4 Yahudiler’in Fısıh Bayramı yakındı. 5 İsa başını kaldırıp büyük bir kalabalığın kendisine doğru geldiğini görünce Filipus’a, “Bunları doyurmak için nereden ekmek alalım?” diye sordu. 6 Bu sözü onu denemek için söyledi, aslında kendisi ne yapacağını biliyordu. 7 Filipus O’na şu yanıtı verdi: “Her birinin bir lokma yiyebilmesi için iki yüz dinarlık ekmek bile yetmez.” 8–9 Öğrencilerinden biri, Simun Petrus’un kardeşi Andreas, İsa’ya dedi ki, “Burada beş arpa ekmeğiyle iki balığı olan bir çocuk var. Ama bu kadar adam için bunlar nedir ki?” 10 İsa, “Halkı yere oturtun” dedi. Orası çayırlıktı. Böylece halk yere oturdu. Yaklaşık beş bin erkek vardı.
İsa etrafında olup bitenlerin her zaman farkındaydı. Bu kişilerin çoğunun kendisini konuşurken dinlemek üzere bütün sabah yolculuk ettiklerini biliyordu. Pek çoğunun fakir olduğunu ve çok az yiyecekleri olduğunu da biliyordu. Onları nasıl boş midelerle eve gönderebilirdi? Öte yandan, onları nasıl doyurabilirdi? Filipus’un da dediği gibi, ekmek almaya yetecek paraları yoktu. Ayrıca, Andreas da ne düşünüyordu öyle? İki balık ve beş somun ekmek 5000 adamı ve ailelerini nasıl doyurabilirdi ki? Öğrencilerin şansına, İsa sıradan bir adam değildi.
Şimdiye dek cinleri çıkarmış, bir fırtınayı yatıştırmış ve bir kızı ölümden diriltmişti bile. O kötü ruhlar, doğa, hastalık ve ölüm üzerinde yetki sahibiydi. Sorunları yiyecek yetersizliği değildi. İmanlarının yetersizliğiydi! 11–14 ayetleriyle devam edelim:
11 İsa ekmekleri aldı, şükrettikten sonra oturanlara dağıttı. Balıklardan da istedikleri kadar verdi. 12 Herkes doyunca İsa öğrencilerine, “Artakalan parçaları toplayın, hiçbir şey ziyan olmasın” dedi. 13 Onlar da topladılar. Yedikleri beş arpa ekmeğinden artakalan parçalarla on iki sepet doldurdular. 14 Halk, İsa’nın yaptığı mucizeyi görünce, “Gerçekten dünyaya gelecek olan peygamber budur” dedi.

■ **Görev Tanımı 1**
Aşağıdaki girdi satırlarının tamamını hiçbir karakterini değiştirmeden yazdır.
Alıntı metin ile satırlar arasında herhangi bir bağlantı yoktur.

■ **Girdi Satırları**
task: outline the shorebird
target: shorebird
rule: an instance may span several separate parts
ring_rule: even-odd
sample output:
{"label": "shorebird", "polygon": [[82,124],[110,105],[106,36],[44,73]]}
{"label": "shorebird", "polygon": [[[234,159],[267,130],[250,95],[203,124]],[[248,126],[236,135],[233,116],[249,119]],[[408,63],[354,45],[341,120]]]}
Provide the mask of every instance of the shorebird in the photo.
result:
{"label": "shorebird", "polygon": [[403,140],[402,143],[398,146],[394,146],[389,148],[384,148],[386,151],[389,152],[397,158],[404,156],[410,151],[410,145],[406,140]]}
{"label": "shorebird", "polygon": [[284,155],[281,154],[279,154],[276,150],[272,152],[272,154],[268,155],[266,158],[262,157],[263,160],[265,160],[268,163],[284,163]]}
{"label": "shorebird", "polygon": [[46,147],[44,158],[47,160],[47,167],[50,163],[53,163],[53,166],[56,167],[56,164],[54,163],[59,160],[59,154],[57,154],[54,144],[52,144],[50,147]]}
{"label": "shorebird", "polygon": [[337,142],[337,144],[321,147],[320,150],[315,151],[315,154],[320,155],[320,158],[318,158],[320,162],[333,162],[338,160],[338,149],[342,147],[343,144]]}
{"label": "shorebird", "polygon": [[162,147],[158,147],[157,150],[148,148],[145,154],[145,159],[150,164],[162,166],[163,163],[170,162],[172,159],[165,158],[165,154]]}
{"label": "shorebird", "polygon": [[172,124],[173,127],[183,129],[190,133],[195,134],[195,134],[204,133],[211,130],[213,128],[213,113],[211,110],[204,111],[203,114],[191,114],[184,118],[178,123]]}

■ **Görev Tanımı 2**
Alıntı metne göre artakalan parçalarla kaç sepet dolduruldu?

■ **Tamamlanmış Yanıt 1**
task: outline the shorebird
target: shorebird
rule: an instance may span several separate parts
ring_rule: even-odd
sample output:
{"label": "shorebird", "polygon": [[82,124],[110,105],[106,36],[44,73]]}
{"label": "shorebird", "polygon": [[[234,159],[267,130],[250,95],[203,124]],[[248,126],[236,135],[233,116],[249,119]],[[408,63],[354,45],[341,120]]]}
Provide the mask of every instance of the shorebird in the photo.
result:
{"label": "shorebird", "polygon": [[403,140],[402,143],[398,146],[394,146],[389,148],[384,148],[386,151],[389,152],[397,158],[404,156],[410,151],[410,145],[406,140]]}
{"label": "shorebird", "polygon": [[284,155],[281,154],[279,154],[276,150],[272,152],[272,154],[268,155],[266,158],[262,157],[263,160],[265,160],[268,163],[284,163]]}
{"label": "shorebird", "polygon": [[46,147],[44,158],[47,160],[47,167],[50,163],[53,163],[53,166],[56,167],[56,164],[54,163],[59,160],[59,154],[57,154],[54,144],[52,144],[50,147]]}
{"label": "shorebird", "polygon": [[337,142],[337,144],[321,147],[320,150],[315,151],[315,154],[320,155],[320,158],[318,158],[320,162],[333,162],[338,160],[338,149],[342,147],[343,144]]}
{"label": "shorebird", "polygon": [[162,147],[158,147],[157,150],[148,148],[145,154],[145,159],[150,164],[162,166],[163,163],[170,162],[172,159],[165,158],[165,154]]}
{"label": "shorebird", "polygon": [[172,124],[173,127],[183,129],[190,133],[195,134],[195,134],[204,133],[211,130],[213,128],[213,113],[211,110],[204,111],[203,114],[191,114],[184,118],[178,123]]}

■ **Tamamlanmış Yanıt 2**
On iki sepet.